**DATA FOR THIS TASK**
* START *

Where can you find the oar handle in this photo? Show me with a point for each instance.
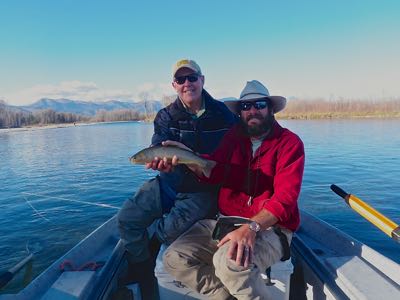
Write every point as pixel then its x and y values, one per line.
pixel 5 278
pixel 339 191
pixel 369 213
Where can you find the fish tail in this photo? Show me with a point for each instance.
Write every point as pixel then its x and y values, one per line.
pixel 208 167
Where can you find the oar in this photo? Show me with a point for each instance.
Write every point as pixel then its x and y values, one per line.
pixel 383 223
pixel 8 275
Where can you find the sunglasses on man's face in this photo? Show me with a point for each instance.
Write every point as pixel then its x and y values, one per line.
pixel 260 104
pixel 182 79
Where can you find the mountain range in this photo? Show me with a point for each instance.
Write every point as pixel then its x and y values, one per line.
pixel 90 108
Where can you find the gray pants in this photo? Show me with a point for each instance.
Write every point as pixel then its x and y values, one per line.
pixel 144 209
pixel 196 261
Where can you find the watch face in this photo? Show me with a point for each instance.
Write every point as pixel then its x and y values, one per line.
pixel 254 226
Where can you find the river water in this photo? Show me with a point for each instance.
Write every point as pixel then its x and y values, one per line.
pixel 58 185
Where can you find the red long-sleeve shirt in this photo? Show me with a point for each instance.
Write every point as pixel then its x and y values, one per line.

* END *

**SET EXERCISE**
Copy out every item above verbatim, omitting the picture.

**EXERCISE OUTPUT**
Where can you find the oar handle in this photo? Show me with a point for each instance.
Write every point as pixel then its x and y values, one per line.
pixel 5 278
pixel 339 191
pixel 369 213
Where can you find the fish tail in this photo? Show me with a point for each instance.
Write every point as pixel then its x and y values, one per line.
pixel 208 167
Where can you find the oar in this photo? Show me with a point for each instance.
Write every point as pixel then its x and y values, one per line.
pixel 383 223
pixel 8 275
Where can you find the sunglasses on man's face in this photo? Show me with a point for each instance.
Write every point as pixel then its x and y values, one per line.
pixel 260 104
pixel 182 79
Where can you find the mountain range in this photo? Show me with a point for each instance.
Write every point as pixel then its x and y values, one per line.
pixel 90 108
Where can you find the gray pants in this photo? Show me with a point for each instance.
Write every point as pixel then its x and y values, one per line.
pixel 144 209
pixel 196 261
Where can you find the watch face in this photo? Show me with a point for each instance.
Write every point as pixel then its x and y values, one per line.
pixel 254 226
Where can you find the river water in this photo? Show me with a point for each instance.
Write every point as pixel then its x and y values, one per line.
pixel 58 185
Where can you find the red long-sleeve shirt in this photo? Show me with a point for each instance.
Write every point as pixel then its x and y values, one per line.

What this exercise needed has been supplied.